▶ Korte opdracht:
Neem alle regels van de lijst hieronder letterlijk over, maar laat de afbeeldingen weg.

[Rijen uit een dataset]

= = = = = = =

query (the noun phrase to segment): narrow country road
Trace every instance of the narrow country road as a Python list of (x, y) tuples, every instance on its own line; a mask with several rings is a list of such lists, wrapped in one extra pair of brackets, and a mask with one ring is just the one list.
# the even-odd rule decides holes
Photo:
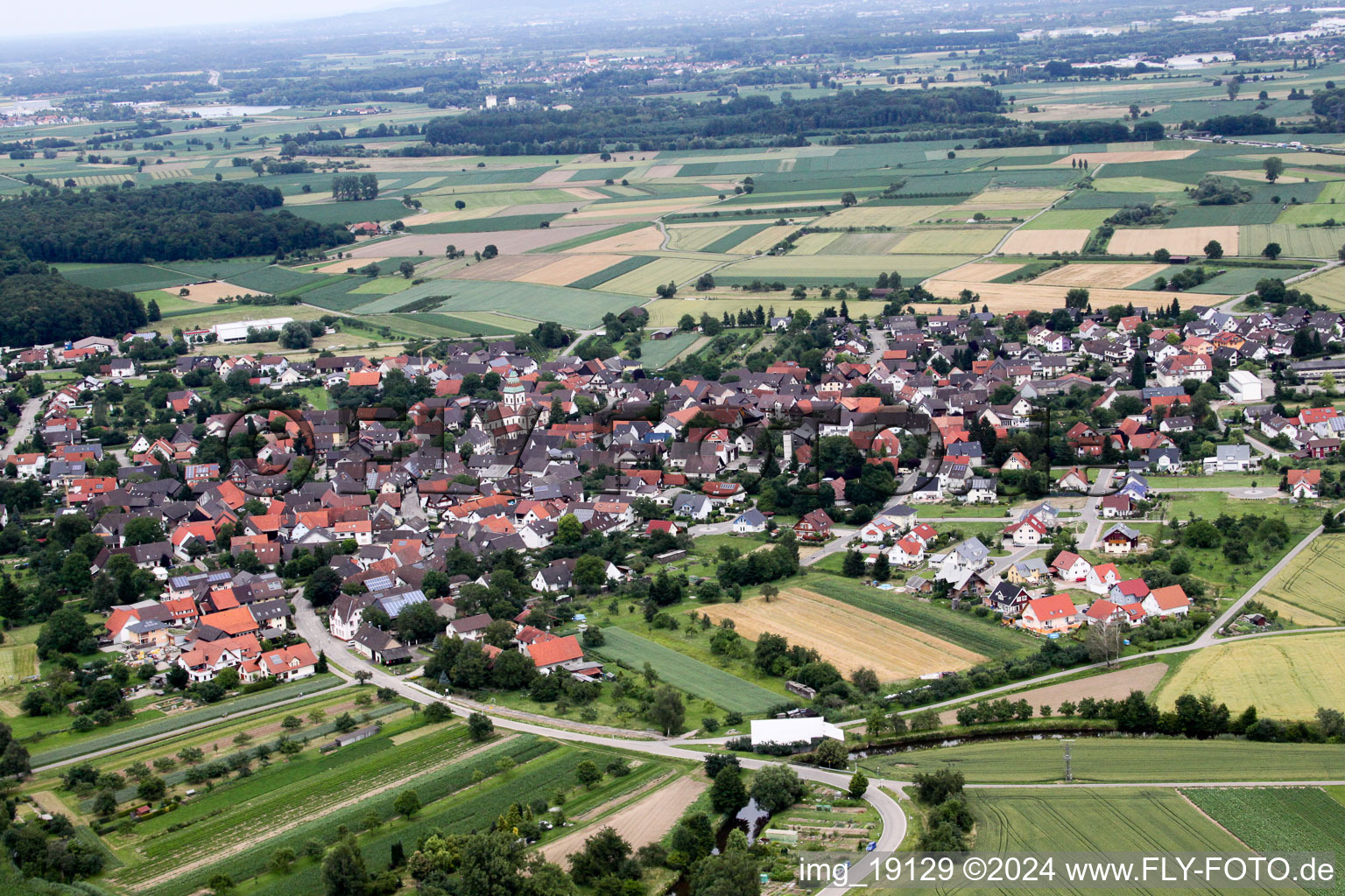
[(19, 412), (19, 422), (15, 424), (13, 431), (4, 443), (4, 455), (9, 457), (15, 453), (23, 442), (28, 441), (32, 435), (34, 427), (38, 424), (38, 411), (42, 410), (42, 396), (30, 398), (23, 403), (23, 410)]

= = = = = = =

▶ De oplossing:
query (the noun phrase to segment): narrow country road
Trace every instance of the narrow country road as a Python list of (x, y) tuples, every instance on its own line; a mask with several rings is a list of such lists, wrapped in one extra pair of brackets, and a mask with one ring is just the one list.
# the even-odd rule decides holes
Photo:
[(19, 412), (19, 422), (15, 424), (13, 431), (4, 443), (4, 455), (9, 457), (15, 453), (23, 442), (28, 441), (32, 435), (34, 427), (38, 424), (38, 411), (42, 410), (42, 396), (30, 398), (23, 403), (23, 410)]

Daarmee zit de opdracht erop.